/---
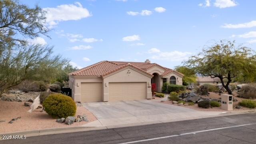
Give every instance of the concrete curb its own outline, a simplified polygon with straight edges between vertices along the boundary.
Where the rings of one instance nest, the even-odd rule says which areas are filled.
[[[226,116],[232,115],[245,114],[248,113],[256,113],[256,109],[249,110],[239,111],[232,111],[227,112],[224,112],[222,114],[216,115],[207,116],[200,116],[196,117],[191,117],[189,118],[184,118],[182,119],[174,119],[170,120],[166,120],[162,121],[156,121],[149,122],[139,122],[132,124],[128,124],[123,125],[108,126],[101,126],[97,127],[88,127],[88,126],[75,126],[70,128],[50,128],[43,130],[35,130],[26,131],[23,132],[11,132],[9,133],[2,133],[0,134],[0,136],[2,135],[22,135],[26,136],[26,137],[42,136],[48,134],[58,134],[62,133],[75,132],[82,131],[86,131],[90,130],[100,130],[106,129],[110,129],[114,128],[122,128],[129,126],[142,126],[148,124],[160,124],[162,123],[166,123],[170,122],[174,122],[177,121],[181,121],[184,120],[194,120],[197,119],[215,117],[222,116]],[[0,139],[0,141],[5,140]]]

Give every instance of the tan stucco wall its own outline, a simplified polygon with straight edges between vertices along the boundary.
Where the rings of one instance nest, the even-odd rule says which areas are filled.
[[[110,82],[146,82],[146,84],[147,98],[152,98],[151,92],[151,78],[146,74],[131,67],[128,67],[103,78],[103,101],[109,99],[109,83]]]

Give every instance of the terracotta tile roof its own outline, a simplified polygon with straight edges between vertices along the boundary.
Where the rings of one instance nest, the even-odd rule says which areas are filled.
[[[69,75],[77,76],[106,76],[112,72],[130,66],[147,74],[152,75],[146,72],[146,71],[154,66],[157,65],[162,68],[165,70],[163,76],[172,71],[173,70],[162,67],[156,63],[148,63],[140,62],[116,62],[103,61],[88,66],[78,70],[71,72]],[[164,74],[164,75],[163,75]]]

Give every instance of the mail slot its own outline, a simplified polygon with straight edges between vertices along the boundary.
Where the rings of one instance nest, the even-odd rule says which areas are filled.
[[[221,98],[221,109],[226,110],[233,110],[233,96],[224,94]]]

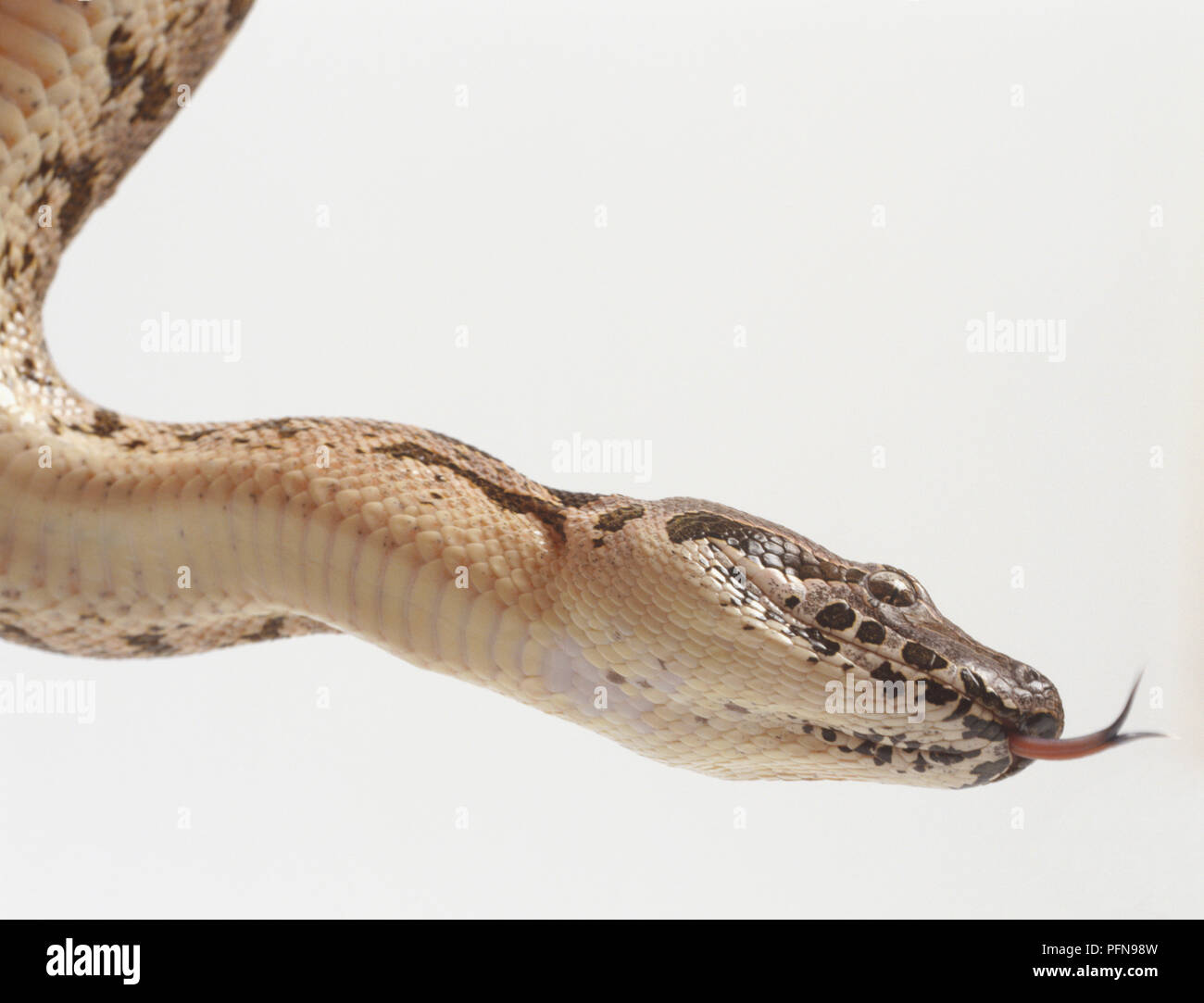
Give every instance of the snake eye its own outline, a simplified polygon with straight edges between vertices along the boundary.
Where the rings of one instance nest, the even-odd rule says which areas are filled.
[[[897,571],[875,571],[866,579],[866,585],[874,598],[887,606],[911,606],[915,602],[911,583]]]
\---
### Exercise objective
Reproduce all of the lines above verbatim, leaving out the pictures.

### Expected output
Give every instance of the concrete curb its own outline, a simplified polygon with straight edges between vertices along the boundary.
Where the rings of one instance nest, the even-odd rule says which areas are filled.
[[[226,116],[232,115],[245,114],[248,113],[256,113],[256,109],[249,110],[239,111],[232,111],[227,112],[224,112],[222,114],[216,115],[207,116],[200,116],[196,117],[191,117],[189,118],[184,118],[182,119],[174,119],[170,120],[166,120],[162,121],[156,121],[149,122],[139,122],[132,124],[128,124],[123,125],[108,126],[101,126],[97,127],[88,127],[88,126],[75,126],[70,128],[50,128],[43,130],[35,130],[26,131],[23,132],[11,132],[9,133],[2,133],[0,134],[0,136],[2,135],[22,135],[26,136],[26,137],[42,136],[48,134],[58,134],[62,133],[75,132],[82,131],[86,131],[90,130],[100,130],[106,129],[110,129],[114,128],[122,128],[129,126],[142,126],[148,124],[160,124],[162,123],[166,123],[170,122],[174,122],[177,121],[181,121],[184,120],[194,120],[197,119],[215,117],[222,116]],[[0,139],[0,141],[5,140]]]

Give every instance of the tan stucco wall its own outline, a simplified polygon with straight edges between vertices along the boundary.
Where the rings of one instance nest, the even-odd rule says which areas are filled.
[[[110,82],[146,82],[146,84],[147,98],[152,98],[151,92],[151,78],[146,74],[131,67],[128,67],[103,78],[103,101],[109,99],[109,83]]]

Give every instance of the terracotta tile roof its own outline, a simplified polygon with straight edges between vertices along the boundary.
Where the rings of one instance nest, the even-odd rule says which areas are filled.
[[[69,75],[77,76],[106,76],[112,72],[130,66],[147,74],[152,75],[146,72],[146,71],[154,66],[157,65],[162,68],[165,70],[163,76],[172,71],[173,70],[162,67],[156,63],[148,63],[140,62],[116,62],[103,61],[88,66],[78,70],[71,72]],[[164,74],[164,75],[163,75]]]

Give every instance of the mail slot its own outline, a simplified polygon with straight edges between vertices along the boundary.
Where the rings of one instance nest, the even-odd rule says which areas are filled.
[[[221,98],[221,109],[226,110],[233,110],[233,96],[224,94]]]

Give every instance of the snake eye its own outline, a simplified polygon with straight edges between vertices along the boundary.
Where the rings of one instance nest, the even-odd rule says which areas are filled.
[[[897,571],[875,571],[866,579],[866,585],[874,598],[887,606],[911,606],[915,602],[911,583]]]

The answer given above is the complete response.